• Work required:
Extract exactly the range of lines bounded by the line containing "Where can you find the chevrolet cruze" and the final line of the listing, both ends included, and no other lines.

• Source data:
• • • •

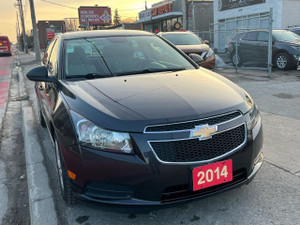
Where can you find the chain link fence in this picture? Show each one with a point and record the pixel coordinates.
(243, 43)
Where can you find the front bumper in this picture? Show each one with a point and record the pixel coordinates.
(141, 179)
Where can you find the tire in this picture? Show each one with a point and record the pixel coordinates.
(282, 61)
(239, 61)
(64, 180)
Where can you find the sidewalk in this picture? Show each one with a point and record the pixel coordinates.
(41, 202)
(6, 64)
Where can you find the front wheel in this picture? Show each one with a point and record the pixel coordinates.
(64, 180)
(282, 61)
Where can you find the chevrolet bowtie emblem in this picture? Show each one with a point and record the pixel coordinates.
(203, 132)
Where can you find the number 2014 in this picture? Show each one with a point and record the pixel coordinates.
(208, 176)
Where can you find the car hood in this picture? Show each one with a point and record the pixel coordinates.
(193, 48)
(130, 103)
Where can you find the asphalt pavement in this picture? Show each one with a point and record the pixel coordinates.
(273, 196)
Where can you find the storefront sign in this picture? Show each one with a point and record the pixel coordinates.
(94, 16)
(177, 26)
(145, 15)
(232, 4)
(161, 9)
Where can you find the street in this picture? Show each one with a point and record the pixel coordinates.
(271, 198)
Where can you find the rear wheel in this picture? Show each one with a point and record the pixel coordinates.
(282, 61)
(64, 180)
(237, 59)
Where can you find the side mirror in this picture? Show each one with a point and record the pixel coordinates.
(39, 74)
(206, 42)
(196, 58)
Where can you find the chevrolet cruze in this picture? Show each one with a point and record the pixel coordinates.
(134, 121)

• • • •

• Result of the task:
Where can you find the chevrolet cruze in this picture? Show each one with a point and record the pixel coordinates.
(134, 121)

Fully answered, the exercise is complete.